Auftrag 1:
Welchen Schriftzug bauten die Greenpeace-Leute laut dem Lesetext in Winsen aus Versandkartons?
Auftrag 2:
Nimm den Lesetext über die Greenpeace-Aktion gegen Amazon an seinem Ende wieder auf und schreibe ihn weiter.

Lesetext:
Im Internet-Zeitalter können wir alles haben, was wir uns ausdenken können. Das ist unser Film, unsere Wirklichkeit und unser Alptraum.

Amazon-Kritik in Winsen: Greenpeace-Aktivisten seilen sich ab Foto: dpa

L eute von Greenpeace haben in Winsen (Luhe) anlässlich des „Prime-Days“ aus Versandkartons einen Schriftzug gebaut und der Amazon-Filiale auf das Dach gestellt: „Für die Tonne“. Der Konzern hat diese Leute verklagt. Ich kann mich an einen Film erinnern, es ist schon sehr lange her, ich war noch ein Kind, der spielte in der Zukunft, und da drückten die Menschen einfach auf Symbole auf einem Bildschirm, für die Dinge, die sie in diesem Moment gerne haben wollten, Torten, Schuhe, so was, was damals diesen Filmemachern irgendwie erstrebenswert schien, und dann hatten sie es auch schon, dann war es ganz plötzlich da.

Es gab damals, als ich Kind war, eigentlich kaum etwas, das wir haben wollten, weil wir einfach gar keine Vorstellung hatten. Aber eines Tages entdeckten meine Schwester und ich bei unserer Oma einen alten Otto-Katalog. Wir hatten ja keine Ahnung gehabt, was man alles haben konnte! Heute versuche ich, weniger von den Dingen zu wissen, die ich vielleicht gerne haben wollen würde, ich versuche, mich zu disziplinieren, aber meine Vor-Otto-Katalog-Unschuld ist verloren.

Zeilen aus einem Segmentierungsdatensatz:
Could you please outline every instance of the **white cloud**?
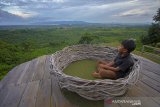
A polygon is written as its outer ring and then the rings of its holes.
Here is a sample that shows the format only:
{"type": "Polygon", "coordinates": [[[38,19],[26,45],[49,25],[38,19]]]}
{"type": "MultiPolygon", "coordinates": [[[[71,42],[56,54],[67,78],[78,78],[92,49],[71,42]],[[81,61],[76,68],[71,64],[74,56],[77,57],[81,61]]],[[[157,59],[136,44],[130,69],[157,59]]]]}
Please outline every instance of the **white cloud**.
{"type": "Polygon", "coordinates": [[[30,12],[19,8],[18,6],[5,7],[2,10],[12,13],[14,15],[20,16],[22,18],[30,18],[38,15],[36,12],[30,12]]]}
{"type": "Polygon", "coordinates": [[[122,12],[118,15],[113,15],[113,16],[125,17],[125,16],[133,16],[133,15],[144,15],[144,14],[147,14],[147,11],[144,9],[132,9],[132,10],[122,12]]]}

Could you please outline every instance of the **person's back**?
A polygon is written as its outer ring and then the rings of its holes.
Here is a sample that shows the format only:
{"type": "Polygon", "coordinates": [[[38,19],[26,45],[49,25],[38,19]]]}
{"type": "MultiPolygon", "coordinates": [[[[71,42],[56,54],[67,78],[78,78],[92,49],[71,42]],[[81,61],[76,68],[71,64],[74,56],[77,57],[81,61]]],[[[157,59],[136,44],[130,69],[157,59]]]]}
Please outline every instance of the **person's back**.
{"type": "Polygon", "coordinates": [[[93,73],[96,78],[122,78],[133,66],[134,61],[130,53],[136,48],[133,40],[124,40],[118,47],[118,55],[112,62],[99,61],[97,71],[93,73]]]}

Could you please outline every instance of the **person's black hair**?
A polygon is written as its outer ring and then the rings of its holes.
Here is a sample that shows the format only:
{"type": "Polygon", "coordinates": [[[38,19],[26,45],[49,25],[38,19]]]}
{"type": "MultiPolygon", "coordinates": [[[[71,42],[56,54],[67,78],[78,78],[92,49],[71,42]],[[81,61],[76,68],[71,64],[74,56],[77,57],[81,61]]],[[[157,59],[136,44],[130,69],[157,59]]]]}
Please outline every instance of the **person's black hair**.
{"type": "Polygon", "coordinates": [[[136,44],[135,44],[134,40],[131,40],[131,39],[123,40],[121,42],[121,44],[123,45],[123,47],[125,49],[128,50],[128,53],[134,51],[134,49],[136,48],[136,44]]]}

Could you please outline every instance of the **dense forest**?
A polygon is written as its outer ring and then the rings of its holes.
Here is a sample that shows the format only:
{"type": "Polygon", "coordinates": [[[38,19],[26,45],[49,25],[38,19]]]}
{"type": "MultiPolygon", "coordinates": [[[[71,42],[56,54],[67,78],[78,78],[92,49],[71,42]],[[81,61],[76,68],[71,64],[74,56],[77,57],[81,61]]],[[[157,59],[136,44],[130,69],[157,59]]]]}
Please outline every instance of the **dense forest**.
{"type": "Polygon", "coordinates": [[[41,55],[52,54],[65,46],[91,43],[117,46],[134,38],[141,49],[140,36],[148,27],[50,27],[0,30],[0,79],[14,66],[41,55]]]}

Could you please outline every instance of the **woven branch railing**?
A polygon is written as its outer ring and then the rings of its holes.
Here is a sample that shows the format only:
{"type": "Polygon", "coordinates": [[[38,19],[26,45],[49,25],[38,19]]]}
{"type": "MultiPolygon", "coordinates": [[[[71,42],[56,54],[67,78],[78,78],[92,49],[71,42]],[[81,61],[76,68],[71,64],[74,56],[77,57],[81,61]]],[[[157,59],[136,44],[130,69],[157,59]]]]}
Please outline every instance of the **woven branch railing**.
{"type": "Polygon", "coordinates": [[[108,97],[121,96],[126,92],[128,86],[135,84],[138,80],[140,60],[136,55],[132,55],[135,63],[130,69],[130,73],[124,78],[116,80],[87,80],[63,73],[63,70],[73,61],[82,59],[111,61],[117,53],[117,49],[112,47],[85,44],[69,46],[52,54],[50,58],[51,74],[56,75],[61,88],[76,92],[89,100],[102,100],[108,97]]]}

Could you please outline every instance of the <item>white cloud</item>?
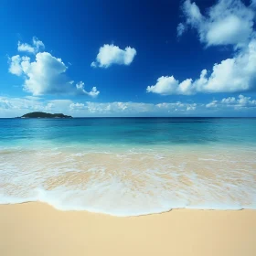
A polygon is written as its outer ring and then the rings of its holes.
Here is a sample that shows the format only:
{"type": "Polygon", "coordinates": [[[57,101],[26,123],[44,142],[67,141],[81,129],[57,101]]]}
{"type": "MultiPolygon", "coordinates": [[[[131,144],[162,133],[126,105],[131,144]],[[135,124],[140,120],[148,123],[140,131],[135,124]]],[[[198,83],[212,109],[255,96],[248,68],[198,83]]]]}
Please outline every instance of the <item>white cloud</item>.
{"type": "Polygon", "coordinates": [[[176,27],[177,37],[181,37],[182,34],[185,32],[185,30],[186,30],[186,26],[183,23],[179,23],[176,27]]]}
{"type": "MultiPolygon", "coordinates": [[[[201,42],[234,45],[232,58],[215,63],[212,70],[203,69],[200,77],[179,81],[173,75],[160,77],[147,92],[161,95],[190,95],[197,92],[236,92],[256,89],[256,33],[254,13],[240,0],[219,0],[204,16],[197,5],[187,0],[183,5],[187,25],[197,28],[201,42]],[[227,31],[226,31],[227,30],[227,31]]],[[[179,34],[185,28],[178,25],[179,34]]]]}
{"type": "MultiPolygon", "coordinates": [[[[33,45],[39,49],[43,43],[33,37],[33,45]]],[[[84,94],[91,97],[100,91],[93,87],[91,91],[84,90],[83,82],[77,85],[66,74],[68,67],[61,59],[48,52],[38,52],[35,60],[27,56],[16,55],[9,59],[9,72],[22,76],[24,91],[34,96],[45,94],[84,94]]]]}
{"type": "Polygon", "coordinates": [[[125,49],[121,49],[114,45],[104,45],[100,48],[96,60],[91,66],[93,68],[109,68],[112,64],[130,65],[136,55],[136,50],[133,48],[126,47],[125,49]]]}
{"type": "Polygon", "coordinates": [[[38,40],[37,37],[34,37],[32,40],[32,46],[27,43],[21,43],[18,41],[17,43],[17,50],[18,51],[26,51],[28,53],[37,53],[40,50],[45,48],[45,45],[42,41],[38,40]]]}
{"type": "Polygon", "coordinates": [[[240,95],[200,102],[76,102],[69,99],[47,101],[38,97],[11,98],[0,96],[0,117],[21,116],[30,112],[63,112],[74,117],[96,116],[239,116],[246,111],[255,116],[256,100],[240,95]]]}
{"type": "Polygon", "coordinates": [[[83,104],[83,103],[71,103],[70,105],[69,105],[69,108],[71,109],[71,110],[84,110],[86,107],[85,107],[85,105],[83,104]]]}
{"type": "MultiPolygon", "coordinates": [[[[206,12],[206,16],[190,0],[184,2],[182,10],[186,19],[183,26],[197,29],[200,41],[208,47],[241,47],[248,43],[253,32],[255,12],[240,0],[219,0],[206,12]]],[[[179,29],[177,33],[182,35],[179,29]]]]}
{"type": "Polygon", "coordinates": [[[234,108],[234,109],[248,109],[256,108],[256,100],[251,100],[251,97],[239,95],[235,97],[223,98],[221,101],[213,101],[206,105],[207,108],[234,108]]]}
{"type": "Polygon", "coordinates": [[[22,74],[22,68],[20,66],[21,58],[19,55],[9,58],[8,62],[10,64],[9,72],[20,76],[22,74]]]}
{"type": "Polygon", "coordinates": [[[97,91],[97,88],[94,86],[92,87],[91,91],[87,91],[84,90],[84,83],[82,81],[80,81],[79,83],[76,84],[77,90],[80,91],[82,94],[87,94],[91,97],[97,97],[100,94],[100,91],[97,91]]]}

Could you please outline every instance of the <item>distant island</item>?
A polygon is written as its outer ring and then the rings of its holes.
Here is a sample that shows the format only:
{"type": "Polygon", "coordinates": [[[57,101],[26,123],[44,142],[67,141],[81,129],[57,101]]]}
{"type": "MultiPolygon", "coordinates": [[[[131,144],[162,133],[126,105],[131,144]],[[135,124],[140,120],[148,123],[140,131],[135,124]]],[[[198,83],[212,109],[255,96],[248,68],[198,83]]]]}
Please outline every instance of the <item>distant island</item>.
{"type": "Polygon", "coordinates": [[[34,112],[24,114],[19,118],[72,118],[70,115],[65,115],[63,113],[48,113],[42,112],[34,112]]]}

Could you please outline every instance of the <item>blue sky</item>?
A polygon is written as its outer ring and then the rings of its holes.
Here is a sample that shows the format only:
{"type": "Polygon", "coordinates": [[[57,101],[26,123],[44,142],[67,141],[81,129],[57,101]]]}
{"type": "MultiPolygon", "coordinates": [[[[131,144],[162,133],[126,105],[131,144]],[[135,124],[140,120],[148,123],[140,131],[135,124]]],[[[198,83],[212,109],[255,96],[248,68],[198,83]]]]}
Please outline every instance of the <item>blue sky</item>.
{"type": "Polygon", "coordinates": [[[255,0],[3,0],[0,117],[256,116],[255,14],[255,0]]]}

Antwort 1:
Den Schriftzug „Für die Tonne“.

Antwort 2:
Die Firma Amazon hat die Vision dieses Kinderfilmes übrigens wahr werden lassen. Ich will etwas haben, oder ich sehe mir an, was ich haben will, ich drücke ein paar wenige Tasten, und schon am nächsten Tag ist es alles da. Ich suche, zum Beispiel, nach solchen Haken, die man an den Fensterrahmen befestigen kann, die genau auf meine Fensterrahmen passen, und meine Suchmaschine findet sie auf Amazon. Ich weiß, ich sollte das nicht tun. Aber wo kriege ich diese verdammten Haken denn her? In wie viele Geschäfte muss ich dafür laufen? Wie viele Stunden in Baumärkten herumkramen? Ausreden. Bequemlichkeiten.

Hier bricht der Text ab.